Shipping FreeSay to 2GB-RAM Phones: What We Cut, What We Kept

#ai #llm #mobile #performance

I built FreeSay — an AI-powered speaking tutor — and a surprising amount of engineering time went into making it run well on cheap phones. This post is about what got cut and what survived, targeting devices with 2GB of RAM and flaky connections.

Why this matters

Most of FreeSay's audience lives in markets where the median phone is not flagship-class. If the app chokes on a Samsung A03 or a Redmi 9A, we lose the exact users we were built for. So "runs on 2GB" was a hard constraint from day one, not a post-launch optimization.

What we kept

Real-time LLM-backed conversation in 15 target languages. Every turn goes to the cloud for quality; we gave up on fully offline speech-to-text because the accuracy gap was too large for beginners.
Cloud TTS for the tutor voice. We tested Piper on-device for Android — the voice-quality drop was too jarring relative to the APK bloat.
Aggressive per-turn caching on the server. Common corrections, translations, and vocabulary lookups are memoized so repeat learners pay close-to-zero latency on overlap.
A bare-metal server in Korea instead of serverless. Regional subscription pricing cannot survive Lambda bills once conversation volume grows.

What we cut

Heavy onboarding animations. Replaced with a single static screen and a play button. Every frame skipped was a frame the GPU did not have to allocate.
Rich-text chat bubbles. We tried markdown rendering in the chat log, then fell back to plain text with a handful of explicit highlight types — correction, new word, translation.
Pre-downloaded lesson content. Everything is fetched on demand; the APK ships small, and the first launch only downloads what the user actually opens.
Optional in-app video demos. For slow connections, a 30-second video was the difference between "intrigued" and "gave up." We replaced them with text + a single still frame.

The stack, briefly

React Native for a single codebase across iOS and Android. On-demand correction via LLM calls. Cloud TTS. A Puppeteer pipeline for localized Play Store / App Store screenshots.

What I would do differently

If I were starting again, I would benchmark the APK size and cold-start time on a 2GB device before writing a single feature. Almost every hard call we made later — TTS source, animation budget, bundle splitting — came back to that one number: how long until the learner can speak their first sentence?

WHAT NEEDS TO BE DONE - Please return the FreeSay post's text between "Cloud TTS for" and "conversation volume grows.", inclusive. The material after the FreeSay post has no connection to it.

GIVEN RECORDS -
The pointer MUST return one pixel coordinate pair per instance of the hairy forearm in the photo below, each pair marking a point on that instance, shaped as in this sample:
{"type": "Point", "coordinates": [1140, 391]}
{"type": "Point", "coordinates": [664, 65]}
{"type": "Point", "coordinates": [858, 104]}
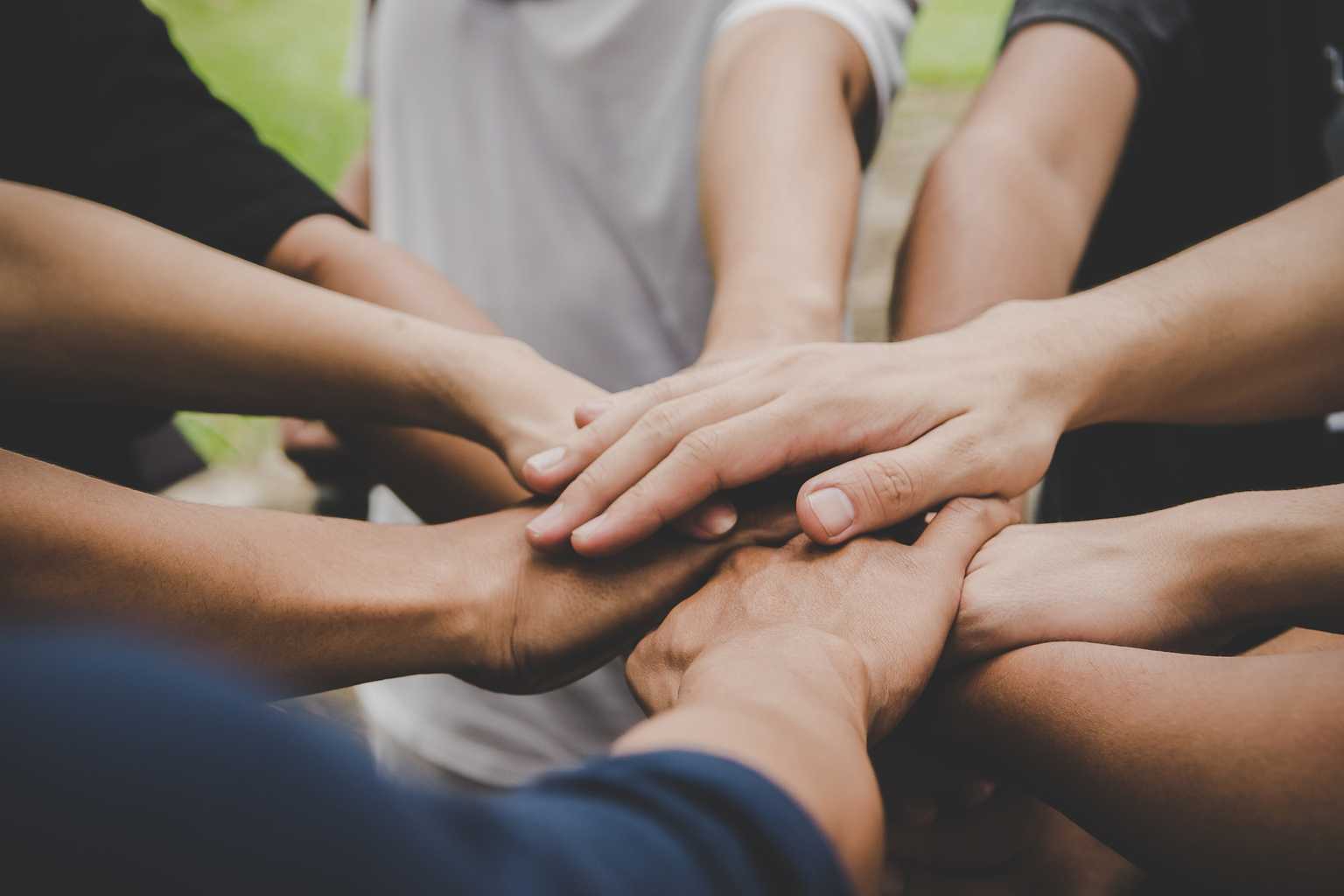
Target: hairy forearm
{"type": "Point", "coordinates": [1218, 770]}
{"type": "Point", "coordinates": [98, 305]}
{"type": "Point", "coordinates": [313, 604]}
{"type": "Point", "coordinates": [780, 176]}
{"type": "Point", "coordinates": [794, 718]}
{"type": "Point", "coordinates": [1007, 207]}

ANSWER BOX -
Cloud TTS for the tutor voice. We tested Piper on-device for Android — the voice-quality drop was too jarring relative to the APK bloat.
Aggressive per-turn caching on the server. Common corrections, translations, and vocabulary lookups are memoized so repeat learners pay close-to-zero latency on overlap.
A bare-metal server in Korea instead of serverless. Regional subscription pricing cannot survive Lambda bills once conversation volume grows.